Quote the lines from the line holding "Can you see the tail" to the very end of the listing, exactly, and no others.

==== MATERIALS PROVIDED ====

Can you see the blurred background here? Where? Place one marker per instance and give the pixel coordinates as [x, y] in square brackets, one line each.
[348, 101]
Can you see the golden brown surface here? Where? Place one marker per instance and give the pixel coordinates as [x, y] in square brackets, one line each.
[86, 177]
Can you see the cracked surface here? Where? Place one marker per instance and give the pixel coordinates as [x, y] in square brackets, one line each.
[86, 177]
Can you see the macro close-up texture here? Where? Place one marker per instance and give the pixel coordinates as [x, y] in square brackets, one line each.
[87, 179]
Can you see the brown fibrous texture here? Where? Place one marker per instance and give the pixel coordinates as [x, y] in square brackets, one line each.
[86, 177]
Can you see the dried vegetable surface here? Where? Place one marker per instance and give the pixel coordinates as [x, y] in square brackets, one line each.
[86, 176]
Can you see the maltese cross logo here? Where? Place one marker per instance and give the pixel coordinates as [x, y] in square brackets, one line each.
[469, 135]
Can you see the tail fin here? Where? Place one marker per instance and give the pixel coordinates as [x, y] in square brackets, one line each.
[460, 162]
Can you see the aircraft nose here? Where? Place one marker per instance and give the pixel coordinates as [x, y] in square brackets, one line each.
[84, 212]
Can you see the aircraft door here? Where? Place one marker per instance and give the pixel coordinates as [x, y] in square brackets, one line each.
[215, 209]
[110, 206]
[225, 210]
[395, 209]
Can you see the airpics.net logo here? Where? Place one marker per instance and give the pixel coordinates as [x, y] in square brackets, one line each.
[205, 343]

====

#### TASK OUTPUT
Can you see the tail fin here? Where? Place one marker per instance and give the pixel coordinates as [x, y] in square brackets, one line each.
[460, 162]
Can you see the aircraft nose here? Where? Place one marker per instance and give the pixel coordinates as [x, y] in square brackets, one line each.
[84, 212]
Can you see the aircraft door here? Where? Place one marker per instance and give the pixel coordinates as [x, y] in square brackets, one line each.
[215, 209]
[110, 206]
[225, 210]
[395, 209]
Can you see the airpics.net logo here? Where? Place one marker per instance and give the pixel coordinates as [x, y] in square brackets, one line each.
[205, 343]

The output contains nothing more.